◆ Information shown ◆
*** Block opens ***
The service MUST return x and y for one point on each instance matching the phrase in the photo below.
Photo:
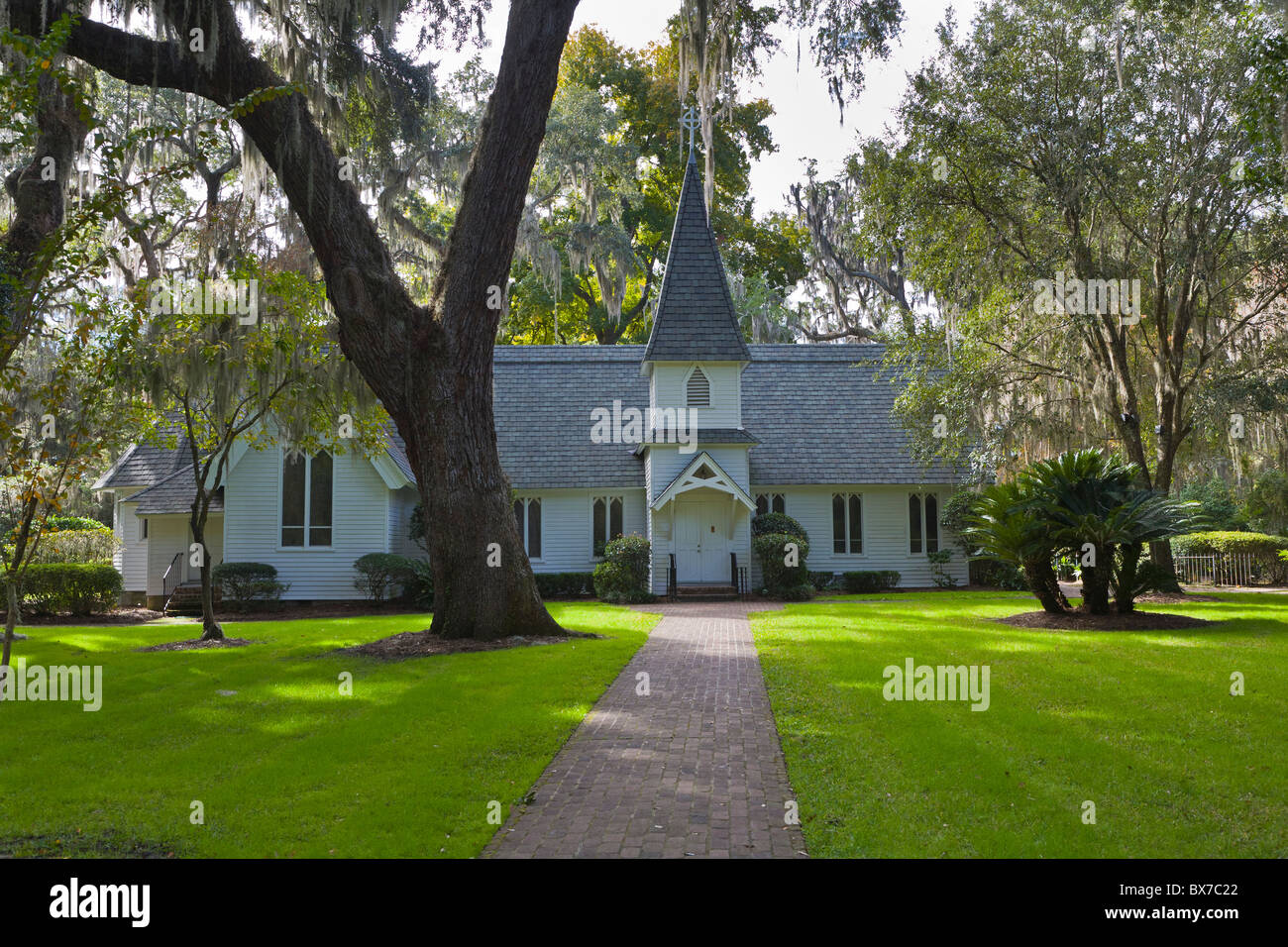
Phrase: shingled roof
(823, 416)
(811, 415)
(820, 415)
(696, 320)
(174, 495)
(146, 464)
(542, 398)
*** Block closes ***
◆ Work to complete ◆
If an entry above holds a picture, leave that picture out and print the rest exactly.

◆ Answer to this exercise ◆
The service MUST return x and y for one point on each instance matching the phrase in the photo below.
Photo:
Phrase: shingled roof
(823, 416)
(811, 415)
(820, 415)
(696, 320)
(174, 495)
(146, 464)
(542, 398)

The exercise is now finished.